**Exercice 1:**
Résumez en deux phrases l'extrait sur la crise bolivienne.
**Exercice 2:**
Pour chacune des affirmations suivantes, indiquez si elle concorde avec l'extrait sur la crise bolivienne, en répondant par oui ou par non et en citant à l'identique les mots qui tranchent. (a) Sanchez de Lozada a annoncé sa démission. (b) Condoleezza Rice est conseillère à la Sécurité nationale de George W. Bush. (c) Le président s'est adressé à la presse après une réunion avec son cabinet et les chefs de l'armée.
**Exercice 3:**
Poursuivez l'extrait sur la crise bolivienne à partir de sa dernière phrase.

**Extrait:**
────

Selon le porte-parole américain, "la communauté internationale comprend et appuie les intérêts légitimes du peuple bolivien et le prie de les exprimer et de les promouvoir uniquement par des moyens démocratiques et pacifiques". Washington rejette ainsi implicitement sur l'opposition ethnique et syndicale bolivienne la responsabilité de la crise.

L'internationalisation de la crise bolivienne passe aussi par l'Organisation des Etats américains (OEA), que
Condoleezza Rice, conseillère à la Sécurité nationale du président George W. Bush, a invité à "donner son appui total à l'ordre constitutionnel en Bolivie".

Le président Sanchez de Lozada veut "mettre en déroute les séditieux"

Auparavant, s'adressant à la presse dans sa résidence présidentielle de La Paz à l'issue d'une réunion avec son cabinet et les chefs de l'armée, Gonzalo Sanchez de Lozada avait affirmé qu'il ne démissionnerait pas. Promettant de "rétablir l'ordre" et de "mettre en déroute les séditieux", il se présentait comme la cible d'une tentative de putsch "financée de l'extérieur" et menée par la gauche autochtone, conduite par les leaders indiens Evo Morales et Felipe Quispe, figures de proue de la "guerre du gaz".

────

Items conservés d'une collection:
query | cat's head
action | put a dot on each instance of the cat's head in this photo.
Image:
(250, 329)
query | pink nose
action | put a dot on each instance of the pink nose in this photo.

────

**Réponse 1:**
Les États-Unis demandent au peuple bolivien de défendre ses intérêts légitimes uniquement par des moyens démocratiques et pacifiques, ce qui rejette implicitement la responsabilité de la crise sur l'opposition ethnique et syndicale, et Condoleezza Rice invite l'OEA à appuyer pleinement l'ordre constitutionnel en Bolivie. Le président Sanchez de Lozada affirme qu'il ne démissionnera pas, promet de rétablir l'ordre et se présente comme la cible d'une tentative de putsch financée de l'extérieur et menée par la gauche autochtone d'Evo Morales et Felipe Quispe.

**Réponse 2:**
(a) Non : « avait affirmé qu'il ne démissionnerait pas ».
(b) Oui : « Condoleezza Rice, conseillère à la Sécurité nationale du président George W. Bush ».
(c) Oui : « à l'issue d'une réunion avec son cabinet et les chefs de l'armée ».

**Réponse 3:**
Ces deux ex-candidats à la présidence (la somme de leurs voix à la présidentielle de juin 2002 fut de 27%) sont connus pour leur antiaméricanisme et leur hostilité à la globalisation. La "guerre du gaz" mobilise toutefois aussi les principaux syndicats et de nombreux collectifs locaux de La Paz, El Alto, Cochabamba, Oruro, etc. Leur mobilisation prétend mettre les réserves de gaz naturel bolivien -les plus importantes d'Amérique du Sud après celles du Venezuela- au service prioritaire des Boliviens. Une éventuelle exportation via le Chili -le Pérou est aussi envisagé- est en outre contestée sur une base nationaliste, le Chili ayant conquis au 19 siècle, lors de la guerre du Pacifique, la façade maritime de la Bolivie, privée depuis d'accès à la mer.

Les manifestants réclament également la démission du président bolivien, qu'ils qualifient de "vendeur de la patrie". La "guerre du gaz" rallie en outre les adversaires de la globalisation et en particulier du projet de Zone de libre-échange des Amériques (ZLEA ou, en espagnol, ALCA) que Washington voudrait instaurer, à partir de 2005, de l'Alaska à la Terre de Feu.

"A quoi bon un dialogue parmi les morts?"

Dans l'espoir de faire baisser la tension, le président Sanchez de Lozada a décidé, par décret, de ne pas ouvrir de nouveaux marchés au gaz bolivien (déjà exporté vers le Brésil), le temps d'un "dialogue entre Boliviens et organisations de la société civile, de consultations et de débats", qui devront se conclure avant le 31 décembre prochain.

"A quoi bon un dialogue parmi les morts?"  réplique
Jaime Solares, secrétaire exécutif de la Centrale ouvrière bolivienne (COB). Cette centrale syndicale, la première du pays, multiplie depuis plusieurs semaines, contre l'exportation du gaz,  les appels à la grève générale, suivie de manières diverses selon les régions.

"Après le massacre du peuple", le président "n'a plus aucune autorité morale" pour participer à un dialogue prétend l'Indien aymara Felipe Quispe, dirigeant de la Confédération syndicale des travailleurs agricoles.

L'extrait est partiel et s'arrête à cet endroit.